* **Description of the task**
Repeat all entries exactly.

[Object location annotation data]

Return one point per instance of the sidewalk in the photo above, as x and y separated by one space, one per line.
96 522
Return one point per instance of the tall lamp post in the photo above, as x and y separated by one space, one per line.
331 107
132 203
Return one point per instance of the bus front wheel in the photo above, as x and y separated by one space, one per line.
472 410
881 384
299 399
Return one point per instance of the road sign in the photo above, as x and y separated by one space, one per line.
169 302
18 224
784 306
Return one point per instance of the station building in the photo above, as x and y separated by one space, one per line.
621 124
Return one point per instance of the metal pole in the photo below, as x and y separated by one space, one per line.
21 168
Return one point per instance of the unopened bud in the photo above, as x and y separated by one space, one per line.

* **Response**
Return one point per instance of the sidewalk in the photo above, as x and y separated by one space, one per line.
96 522
Return one point per instance of the tall lamp post in the photo above, as x and y separated by one space, one per line.
331 107
132 203
Return one point per instance of the bus front wheel in the photo above, as x and y separated by one space, one per line.
472 410
881 384
299 399
Return one point per instance of the road sign in the photo above, as x and y separated by one space, one per line.
169 302
18 224
784 306
Return one point per instance of the station building in the photo above, as x and y separated by one space, one per line.
621 124
Return one point per instance of the metal pole in the photo below, as x and y separated by one space, one per line.
21 168
Return one point per instance of the unopened bud in the photo above, as x and y separated by one space, one per line.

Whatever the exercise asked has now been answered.